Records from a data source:
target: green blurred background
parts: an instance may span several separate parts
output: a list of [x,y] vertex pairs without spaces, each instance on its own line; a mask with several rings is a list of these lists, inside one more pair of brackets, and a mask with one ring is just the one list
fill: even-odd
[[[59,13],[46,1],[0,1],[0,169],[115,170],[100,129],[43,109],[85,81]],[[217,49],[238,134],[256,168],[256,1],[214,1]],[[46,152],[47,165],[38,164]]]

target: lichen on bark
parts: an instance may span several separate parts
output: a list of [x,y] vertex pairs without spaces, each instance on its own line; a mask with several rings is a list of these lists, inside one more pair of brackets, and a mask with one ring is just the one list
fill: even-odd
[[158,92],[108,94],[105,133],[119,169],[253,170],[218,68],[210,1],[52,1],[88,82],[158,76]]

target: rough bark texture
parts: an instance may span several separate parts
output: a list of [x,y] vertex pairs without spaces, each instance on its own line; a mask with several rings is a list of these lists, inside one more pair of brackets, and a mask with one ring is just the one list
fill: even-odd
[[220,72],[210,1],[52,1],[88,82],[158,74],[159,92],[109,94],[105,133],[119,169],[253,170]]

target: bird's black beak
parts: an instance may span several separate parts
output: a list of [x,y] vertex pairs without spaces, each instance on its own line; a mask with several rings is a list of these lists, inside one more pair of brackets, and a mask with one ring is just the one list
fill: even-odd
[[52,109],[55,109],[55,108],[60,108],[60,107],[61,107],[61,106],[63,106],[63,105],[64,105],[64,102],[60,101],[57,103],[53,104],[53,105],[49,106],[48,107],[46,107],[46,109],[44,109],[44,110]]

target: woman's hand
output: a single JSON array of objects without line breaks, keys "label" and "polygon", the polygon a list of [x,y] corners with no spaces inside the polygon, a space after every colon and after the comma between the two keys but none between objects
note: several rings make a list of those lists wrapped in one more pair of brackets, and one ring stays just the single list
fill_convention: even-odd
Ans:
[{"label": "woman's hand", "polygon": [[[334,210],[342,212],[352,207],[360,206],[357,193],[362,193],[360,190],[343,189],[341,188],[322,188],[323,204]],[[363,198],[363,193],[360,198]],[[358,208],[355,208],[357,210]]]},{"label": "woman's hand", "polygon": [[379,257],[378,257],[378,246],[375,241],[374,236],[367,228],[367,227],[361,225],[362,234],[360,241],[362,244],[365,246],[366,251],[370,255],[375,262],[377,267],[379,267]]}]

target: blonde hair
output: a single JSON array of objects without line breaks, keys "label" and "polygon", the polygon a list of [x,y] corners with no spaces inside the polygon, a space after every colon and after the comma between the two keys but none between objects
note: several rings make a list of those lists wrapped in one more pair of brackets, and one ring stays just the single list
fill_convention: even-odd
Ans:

WHAT THE TASK REQUIRES
Copy out every line of the records above, keeping each one identical to the original.

OUTPUT
target: green blurred background
parts: an instance may span several separate parts
output: a list of [x,y] vertex pairs without spaces, each instance on its own line; a mask with several rings is a list of these lists, inside one more pair of brackets, and a mask with one ring is just the one list
fill: even-odd
[[[59,13],[46,1],[0,1],[0,169],[115,170],[100,129],[43,109],[85,81]],[[217,49],[238,134],[256,168],[256,1],[214,1]],[[46,152],[47,165],[38,164]]]

target: lichen on bark
parts: an instance may span several separate parts
output: a list of [x,y] vertex pairs without spaces, each instance on its own line; a mask with several rings is a list of these lists, inside one more pair of brackets, and a mask with one ring is just the one list
fill: even-odd
[[158,92],[108,94],[105,133],[119,169],[253,170],[218,68],[210,1],[52,1],[88,82],[158,76]]

target: rough bark texture
parts: an instance may span several separate parts
output: a list of [x,y] vertex pairs without spaces, each instance on its own line; a mask with several rings is a list of these lists, inside one more pair of brackets, and a mask with one ring is just the one list
fill: even-odd
[[220,72],[210,1],[52,1],[88,82],[158,74],[159,92],[109,94],[105,133],[119,169],[253,170]]

target: bird's black beak
parts: an instance may span several separate parts
output: a list of [x,y] vertex pairs without spaces, each instance on its own line; a mask with several rings is a list of these lists, inside one more pair of brackets, and a mask with one ring is just the one list
fill: even-odd
[[52,109],[55,109],[55,108],[60,108],[60,107],[61,107],[61,106],[63,106],[63,105],[64,105],[64,102],[60,101],[57,103],[53,104],[53,105],[49,106],[48,107],[46,107],[46,109],[44,109],[44,110]]

target: woman's hand
output: a single JSON array of objects without line breaks, keys "label" and "polygon", the polygon a list of [x,y] corners with no spaces inside the polygon, a space after every colon and after the comma between the two keys but none between objects
note: several rings make a list of those lists wrapped in one more pair of brackets, and one ring stays just the single list
fill_convention: even-odd
Ans:
[{"label": "woman's hand", "polygon": [[[334,210],[342,212],[352,207],[360,206],[357,193],[362,193],[360,190],[343,189],[341,188],[322,188],[323,204]],[[363,198],[363,193],[360,198]],[[358,208],[355,208],[357,210]]]},{"label": "woman's hand", "polygon": [[379,257],[378,257],[378,246],[375,241],[374,236],[367,228],[367,227],[361,225],[362,234],[360,241],[362,244],[365,246],[366,251],[370,255],[375,262],[377,267],[379,267]]}]

target: blonde hair
output: a single JSON array of objects without line breaks, keys "label" and "polygon", the polygon a list of [x,y] corners with no spaces inside the polygon, a space after every colon and after the comma between the two keys but none between objects
note: several rings make a list of those lists wrapped in one more pair of brackets, and one ring stays just the single list
fill_convention: even-odd
Ans:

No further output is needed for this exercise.